** START OF DATA IN THIS EXERCISE **
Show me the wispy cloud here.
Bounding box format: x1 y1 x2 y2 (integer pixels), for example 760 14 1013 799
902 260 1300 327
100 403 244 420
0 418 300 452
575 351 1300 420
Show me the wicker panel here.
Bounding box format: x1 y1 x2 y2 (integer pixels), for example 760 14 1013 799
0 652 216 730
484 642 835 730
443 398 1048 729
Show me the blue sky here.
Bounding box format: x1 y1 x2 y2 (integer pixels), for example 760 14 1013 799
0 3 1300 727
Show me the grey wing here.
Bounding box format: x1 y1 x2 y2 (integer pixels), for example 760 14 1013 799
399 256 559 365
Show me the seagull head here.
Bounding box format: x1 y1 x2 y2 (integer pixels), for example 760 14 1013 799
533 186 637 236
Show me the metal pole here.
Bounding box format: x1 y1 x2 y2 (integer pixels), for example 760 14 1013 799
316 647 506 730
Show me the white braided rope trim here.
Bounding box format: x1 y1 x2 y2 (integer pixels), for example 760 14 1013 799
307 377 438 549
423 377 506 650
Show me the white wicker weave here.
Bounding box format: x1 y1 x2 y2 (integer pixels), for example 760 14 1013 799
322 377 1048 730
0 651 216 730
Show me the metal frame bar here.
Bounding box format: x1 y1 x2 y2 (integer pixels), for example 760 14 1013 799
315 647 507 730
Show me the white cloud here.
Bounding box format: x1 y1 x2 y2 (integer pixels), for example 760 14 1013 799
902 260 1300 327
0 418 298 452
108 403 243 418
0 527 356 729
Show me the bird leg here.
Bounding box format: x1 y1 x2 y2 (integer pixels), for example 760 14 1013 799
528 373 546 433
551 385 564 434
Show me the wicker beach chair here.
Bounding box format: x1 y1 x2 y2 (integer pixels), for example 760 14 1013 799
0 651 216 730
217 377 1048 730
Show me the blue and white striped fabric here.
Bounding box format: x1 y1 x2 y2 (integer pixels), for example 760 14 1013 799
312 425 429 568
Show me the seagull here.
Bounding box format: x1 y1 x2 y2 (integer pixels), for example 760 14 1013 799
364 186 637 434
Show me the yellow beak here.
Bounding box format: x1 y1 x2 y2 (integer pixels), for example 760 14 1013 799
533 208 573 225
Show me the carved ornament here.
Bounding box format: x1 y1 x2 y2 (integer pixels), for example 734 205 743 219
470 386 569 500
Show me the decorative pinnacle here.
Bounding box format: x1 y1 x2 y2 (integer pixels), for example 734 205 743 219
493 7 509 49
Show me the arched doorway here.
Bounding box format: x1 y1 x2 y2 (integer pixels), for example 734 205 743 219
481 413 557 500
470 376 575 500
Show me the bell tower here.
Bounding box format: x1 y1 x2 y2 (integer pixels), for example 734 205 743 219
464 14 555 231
** END OF DATA IN THIS EXERCISE **
» DESCRIPTION OF THE TASK: Alter the rows above by replacing every instance of "Show me" with "Point out", and reproduce them in full with all other text unchanged.

» SOLUTION FOR THIS TASK:
Point out the wispy cloud here.
Bounding box format: x1 y1 x2 y2 (integer pixels), for example 760 14 1013 799
902 260 1300 327
100 403 244 420
0 418 300 452
575 351 1300 420
Point out the wicker panel here.
Bounding box format: x1 y1 x2 y2 (integer pixels), for example 760 14 1013 799
0 652 216 730
484 642 835 730
443 398 1048 729
Point out the blue sky here.
Bounding box format: x1 y1 x2 y2 (integer pixels), for example 760 14 1013 799
0 3 1300 727
Point out the grey wing here.
Bounding box format: x1 y1 x2 y2 (integer pixels), for example 760 14 1013 799
399 256 559 365
Point out the seagull head here.
Bounding box format: x1 y1 x2 y2 (integer pixels), for example 760 14 1013 799
533 186 637 236
Point out the metal pole here.
Bounding box format: x1 y1 x2 y2 (integer pixels), for example 760 14 1013 799
316 647 506 730
Point out the white braided rope trim here.
Bounding box format: x1 y1 x2 y2 (integer pixels), for example 760 14 1013 799
307 377 438 549
423 377 506 650
Point out the white wicker weave here.
Bounding box format: x1 y1 x2 y2 (integer pixels), for example 760 14 1013 799
322 377 1048 730
0 651 216 730
Point out the metal frame bar here.
Bounding box format: x1 y1 x2 y2 (integer pixels), for example 760 14 1013 799
315 647 507 730
Point out the white cloud here.
Bounding box format: x1 y1 x2 y2 (integer pixels), for example 760 14 1013 799
902 260 1300 327
0 418 298 452
108 403 243 418
0 527 356 729
Point out the bird leg here.
Bounding box format: x1 y1 x2 y2 (integer pixels), for example 760 14 1013 799
528 373 546 433
551 385 564 434
Point out the wicker beach chair here.
Bounding box format: x1 y1 x2 y2 (integer pixels), for example 760 14 1013 799
0 651 216 730
217 377 1048 730
Point out the blue and white striped fabric here.
Bounding box format: x1 y1 x2 y2 (integer pixels), for example 760 14 1013 799
312 425 429 568
Point out the seagull here.
Bounding box format: x1 y1 x2 y2 (integer pixels), for example 760 14 1013 799
364 186 637 434
Point out the yellow beak here.
Bounding box format: x1 y1 x2 y2 (integer pixels), for example 760 14 1013 799
533 208 573 225
Point out the carved ornament here.
Bounding box format: x1 y1 x2 y2 (integer pixels), for example 734 205 743 219
470 386 569 500
Point out the decorative pinnacle here.
Bounding box format: x1 y1 x2 y2 (integer pixels), for example 734 205 743 219
493 7 509 49
Point out the arched doorway here.
Bounding box format: x1 y1 x2 y2 (integer pixels), for example 734 205 743 219
481 413 557 500
470 376 575 500
Point out the bell tower here.
Bounding box format: x1 y1 x2 y2 (integer pixels), for example 734 205 743 219
464 14 555 231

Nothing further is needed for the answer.